== PROVIDED MATERIAL
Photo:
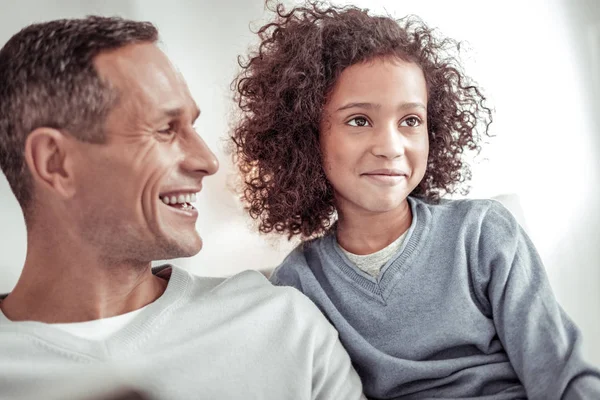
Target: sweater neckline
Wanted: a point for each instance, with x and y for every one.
(122, 342)
(379, 287)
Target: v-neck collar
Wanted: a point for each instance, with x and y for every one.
(380, 287)
(121, 343)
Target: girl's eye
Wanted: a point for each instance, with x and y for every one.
(412, 122)
(359, 121)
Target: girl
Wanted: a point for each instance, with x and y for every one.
(354, 126)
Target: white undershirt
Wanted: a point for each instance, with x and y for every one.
====
DO THIS: Rewrite the records above, changing every "Wanted" to "Needed" and keeping everything else the same. Leave out the pictures.

SOLVED PROBLEM:
Photo:
Target: sweater neckline
Needed: a point for each instance, with x and y for every one.
(122, 342)
(379, 287)
Target: v-neck collar
Needed: a point for each instance, with x and y for every one.
(380, 287)
(121, 343)
Target: girl's eye
Needed: a point for each instance, with x and y for every one.
(412, 122)
(359, 121)
Target: girl
Needed: a point for each instance, with x and y for every one.
(354, 126)
Target: white undershirt
Needed: a point for each instance, with x and y for every one.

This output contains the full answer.